# Jacklyn..Warning BAD Picture, so dont look if you are squeamish



## plenty pets 20 (Jul 8, 2006)

This little girl was found on the streets of L.A and AMA Rescue was contacted to see if we could take her. She is approx 5 months old.
She had this bad eye removed today and it was discovered that she has skull fracture around the eye socks too. She may lose the other eye also, since the retina is detached. This one just makes us all sick and breaks our hearts. She has obviously been attacked by a large dog with the puncture wounds found also. She is safe in rescue now and will get her as healthy as possible. She deserves the best home we can find that will keep her warm and safe for the rest of her life. 
American Maltese Association Rescue


----------



## Snowbody (Jan 3, 2009)

OMG, Edie. :smcry: I just can't believe what she looks like. That poor baby. It just makes me sick to think of what she went through Thanks to AMAR for giving this poor girl some safety in the storm of her life. :wub::wub:


----------



## Zoe's Mom88 (Apr 25, 2011)

OMG....that is awful. The person responsible for that should rot in you know where.

I pray her other eye can be saved.....I am crying and will pray for her.

Thank you for taking her in.


----------



## Yogi's Mom (Jan 6, 2013)

*Oh My God- bless this dear fur child.*


----------



## bellaratamaltese (May 24, 2006)

OMG how heartbreaking. All I can say is THANK YOU for taking care of this sweet baby! I'll be donating again today.


----------



## eiksaa (Jun 8, 2012)

Oh my, that's so heartbreaking. Poor little baby. Thanks for taking care of her. 


Sent from Petguide.com Free App


----------



## pammy4501 (Aug 8, 2007)

Now I'm crying at work....will be donating. Poor sweet darling. It makes me physically sick to my stomach.


----------



## CorkieYorkie (Apr 10, 2012)

oh thank goodness she is in good hands now... would love to see 'after' pictures of this poor little baby... and so young too


----------



## nwyant1946 (Jan 2, 2013)

*In five months she's been to **** and back...how sad. I hope she finds a good safe home for the rest of her life.*


----------



## Tanner's Mom (May 27, 2005)

Thank goodness AMR is there for her.


----------



## pippersmom (May 21, 2012)

OMG, it makes you just want to take her in your arms and give her all the love she deserves.


----------



## lmillette (Apr 23, 2012)

As always, thank you so much for taking this precious angel into rescue. I sure hope her other eye can be saved and that she gets the chance at a wonderful life she so deserves!!


----------



## Furbabies mom (Jul 25, 2011)

That is just heartbreaking. I pray that she doesn't lose the other eye, and happy that she's in good hands now. Bless her heart.


----------



## babycake7 (Jan 30, 2012)

Oh Lord! That was hard to read and to look at but I made myself. We need to know these things happen and that there are innocent ones suffering. God Bless you for what you do.


----------



## The A Team (Dec 1, 2005)

### QUESTIONS TO ANSWER:
**1)** List every injury or medical problem that the opening post of the forum thread reports for the rescued dog.
**2)** According to the forum thread, where was the dog found?

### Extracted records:
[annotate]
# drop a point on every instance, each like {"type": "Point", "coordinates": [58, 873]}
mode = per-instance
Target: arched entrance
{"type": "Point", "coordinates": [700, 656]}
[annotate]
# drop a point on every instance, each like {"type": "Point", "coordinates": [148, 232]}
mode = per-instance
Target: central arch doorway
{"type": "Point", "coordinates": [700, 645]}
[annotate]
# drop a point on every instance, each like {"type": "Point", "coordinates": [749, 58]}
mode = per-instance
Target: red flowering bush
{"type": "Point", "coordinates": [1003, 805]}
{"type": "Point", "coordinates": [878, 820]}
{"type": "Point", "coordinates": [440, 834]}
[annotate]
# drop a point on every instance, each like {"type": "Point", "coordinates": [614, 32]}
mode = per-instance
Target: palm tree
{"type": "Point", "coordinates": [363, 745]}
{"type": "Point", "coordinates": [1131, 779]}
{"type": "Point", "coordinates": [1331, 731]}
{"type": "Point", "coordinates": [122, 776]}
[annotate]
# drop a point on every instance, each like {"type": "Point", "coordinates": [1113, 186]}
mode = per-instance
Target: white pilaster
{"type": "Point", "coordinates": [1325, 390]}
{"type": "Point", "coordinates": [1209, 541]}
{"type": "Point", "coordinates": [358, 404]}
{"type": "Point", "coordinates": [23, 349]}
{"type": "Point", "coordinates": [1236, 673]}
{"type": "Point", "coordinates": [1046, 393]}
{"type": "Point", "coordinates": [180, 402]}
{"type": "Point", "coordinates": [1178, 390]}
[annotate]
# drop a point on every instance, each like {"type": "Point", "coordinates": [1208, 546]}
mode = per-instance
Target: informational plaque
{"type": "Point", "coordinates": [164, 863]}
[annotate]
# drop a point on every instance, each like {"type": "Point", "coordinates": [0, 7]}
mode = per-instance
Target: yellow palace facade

### SOLUTIONS BELOW:
**1)**
- A bad eye, removed that day
- A skull fracture around the eye
- A detached retina in the other eye
- Puncture wounds

**2)** On the streets of L.A.